#### Required work:
Below is the data. Give it again, complete and exact.

------------------------------------------------------------------------

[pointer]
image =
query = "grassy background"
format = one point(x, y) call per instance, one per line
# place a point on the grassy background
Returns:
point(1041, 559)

------------------------------------------------------------------------

#### Answer to the problem:
[pointer]
image =
query = "grassy background"
format = one point(x, y) call per instance, one per line
# place a point on the grassy background
Returns:
point(1041, 559)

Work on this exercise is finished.